"""

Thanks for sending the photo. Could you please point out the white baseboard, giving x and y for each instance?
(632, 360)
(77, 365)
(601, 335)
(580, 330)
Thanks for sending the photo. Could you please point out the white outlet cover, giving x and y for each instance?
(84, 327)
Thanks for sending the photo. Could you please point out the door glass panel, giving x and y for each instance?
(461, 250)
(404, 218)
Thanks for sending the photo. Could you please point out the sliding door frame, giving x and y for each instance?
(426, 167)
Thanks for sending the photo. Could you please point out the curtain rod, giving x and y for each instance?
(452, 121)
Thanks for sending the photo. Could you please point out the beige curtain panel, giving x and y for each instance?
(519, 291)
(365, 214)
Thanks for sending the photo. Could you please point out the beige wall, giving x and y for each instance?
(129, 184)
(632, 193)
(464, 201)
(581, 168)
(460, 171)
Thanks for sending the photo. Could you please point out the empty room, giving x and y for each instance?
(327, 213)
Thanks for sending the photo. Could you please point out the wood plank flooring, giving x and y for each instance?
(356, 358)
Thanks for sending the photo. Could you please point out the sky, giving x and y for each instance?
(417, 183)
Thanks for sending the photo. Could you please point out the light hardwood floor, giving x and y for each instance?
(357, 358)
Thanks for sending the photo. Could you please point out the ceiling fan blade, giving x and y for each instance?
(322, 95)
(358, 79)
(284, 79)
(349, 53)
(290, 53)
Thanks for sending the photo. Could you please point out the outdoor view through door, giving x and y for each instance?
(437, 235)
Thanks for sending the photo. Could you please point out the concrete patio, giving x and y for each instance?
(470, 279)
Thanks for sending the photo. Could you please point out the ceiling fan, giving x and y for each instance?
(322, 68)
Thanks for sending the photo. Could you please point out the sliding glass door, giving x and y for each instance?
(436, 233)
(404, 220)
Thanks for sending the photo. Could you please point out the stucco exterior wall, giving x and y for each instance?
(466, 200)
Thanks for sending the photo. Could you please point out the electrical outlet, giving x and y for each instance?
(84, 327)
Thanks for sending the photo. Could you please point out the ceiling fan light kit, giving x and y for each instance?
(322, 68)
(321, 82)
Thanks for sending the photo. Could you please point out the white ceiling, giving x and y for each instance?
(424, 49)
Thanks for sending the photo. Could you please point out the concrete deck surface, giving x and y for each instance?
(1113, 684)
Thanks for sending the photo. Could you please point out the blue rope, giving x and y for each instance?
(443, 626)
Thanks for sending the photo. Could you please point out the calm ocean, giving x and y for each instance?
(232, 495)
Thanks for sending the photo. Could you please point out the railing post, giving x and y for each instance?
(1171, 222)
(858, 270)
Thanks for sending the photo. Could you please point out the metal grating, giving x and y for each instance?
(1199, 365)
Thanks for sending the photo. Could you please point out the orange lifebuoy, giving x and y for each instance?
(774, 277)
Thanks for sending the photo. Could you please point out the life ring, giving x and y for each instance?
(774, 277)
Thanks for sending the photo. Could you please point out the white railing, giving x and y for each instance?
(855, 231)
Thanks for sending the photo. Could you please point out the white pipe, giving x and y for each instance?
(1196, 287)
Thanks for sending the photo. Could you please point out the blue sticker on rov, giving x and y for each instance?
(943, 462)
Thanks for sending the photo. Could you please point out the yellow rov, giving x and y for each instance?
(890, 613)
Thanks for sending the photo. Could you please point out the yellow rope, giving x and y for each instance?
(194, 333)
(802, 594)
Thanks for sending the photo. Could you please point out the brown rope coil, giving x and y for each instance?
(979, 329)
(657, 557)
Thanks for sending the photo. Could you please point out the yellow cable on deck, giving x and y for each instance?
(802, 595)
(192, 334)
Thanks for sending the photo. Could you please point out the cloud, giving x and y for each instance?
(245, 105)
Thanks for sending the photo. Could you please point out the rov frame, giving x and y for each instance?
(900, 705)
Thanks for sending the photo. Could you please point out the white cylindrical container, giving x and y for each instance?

"""

◆ Directions:
The full set of records is to be written out once more, word for word.

◆ Solution to the problem:
Thanks for sending the photo. Could you please point out the white baseboard, giving x and y for each instance?
(632, 360)
(77, 365)
(601, 335)
(580, 330)
Thanks for sending the photo. Could you please point out the white outlet cover, giving x and y for each instance?
(84, 327)
Thanks for sending the photo. Could you please point out the door glass panel, giving x and y for each instance?
(461, 250)
(404, 218)
Thanks for sending the photo. Could you please point out the sliding door frame, giving x and y for each instance?
(426, 167)
Thanks for sending the photo. Could you please point out the curtain rod, giving x and y for each instance?
(452, 121)
Thanks for sending the photo. Could you please point out the beige curtain panel, giving x and y for each instance?
(519, 291)
(365, 214)
Thanks for sending the photo. Could you please point out the beige wall, giving x and y for each instance?
(129, 184)
(632, 193)
(464, 201)
(581, 168)
(460, 171)
Thanks for sending the photo. Could you please point out the empty room, giving x and y for each instance?
(327, 213)
Thanks for sending the photo. Could you please point out the wood plank flooring, giving x and y for each instance?
(356, 358)
Thanks for sending the photo. Could you please point out the sky, giving x and y for each instance?
(417, 183)
Thanks for sending the photo. Could you please point out the light hardwood floor, giving x and y for each instance?
(357, 358)
Thanks for sending the photo. Could you please point out the ceiling fan blade, giving x and y for each instance?
(322, 95)
(358, 79)
(284, 79)
(349, 53)
(290, 53)
Thanks for sending the photo. Could you please point out the outdoor view through door, giving x and y for each instance?
(437, 235)
Thanks for sending the photo. Could you please point out the concrete patio, giving x and y for each instance?
(470, 279)
Thanks for sending the photo. Could you please point out the ceiling fan, giving x and y for each instance?
(322, 68)
Thanks for sending the photo. Could you please point out the sliding glass door, giving x and y for each instance?
(436, 233)
(404, 220)
Thanks for sending the photo. Could you please point out the stucco exterior wall, giving x and y for each instance?
(466, 200)
Thanks for sending the photo. Could you please point out the electrical outlet, giving x and y for each instance?
(84, 327)
Thanks for sending the photo. Could you please point out the ceiling fan light kit, giving x and y for each instance?
(322, 68)
(321, 82)
Thanks for sending the photo. Could you please point out the white ceiling, giving x and y for each instance?
(424, 49)
Thanks for sending the photo. Could you please point out the concrete deck surface, giving x and y for each instance?
(1113, 684)
Thanks for sending the photo. Could you please point out the blue rope, giving x and y for each instance?
(443, 626)
Thanks for sending the photo. Could you please point out the calm ocean, giving x and y for each instance?
(232, 495)
Thanks for sending the photo. Could you please point out the railing post, giving x and y for each instance?
(1171, 222)
(858, 270)
Thanks for sending the photo. Could you please point out the metal grating, giving x and y for each instance?
(1199, 365)
Thanks for sending the photo. Could you please point out the orange lifebuoy, giving x and y for each instance?
(774, 277)
Thanks for sending the photo. Could you please point out the life ring, giving x and y for each instance?
(774, 277)
Thanks for sending the photo. Could you please point out the white railing, giving x and y for each instance?
(855, 231)
Thanks for sending the photo. Could you please point out the white pipe, giving x and y for each instance?
(1196, 287)
Thanks for sending the photo. Could you please point out the blue sticker on rov, giving x and y for each instance?
(943, 462)
Thanks for sending the photo. Could you please point out the yellow rov, giving x and y for each instance?
(890, 613)
Thanks for sending the photo. Could you please point out the yellow rope, giving x and y for each instance?
(194, 333)
(802, 594)
Thanks for sending the photo. Could you please point out the brown rope coil, giving x and y for each instance?
(979, 329)
(657, 557)
Thanks for sending the photo. Could you please point out the yellow cable on deck, giving x and y for each instance?
(802, 595)
(192, 334)
Thanks for sending the photo. Could you please point out the cloud, giving x and y for each instance?
(245, 105)
Thanks for sending the photo. Could you please point out the rov frame, giving x and y for each instance?
(900, 705)
Thanks for sending the photo. Could you please point out the white cylindrical container, giving x and y for each instance?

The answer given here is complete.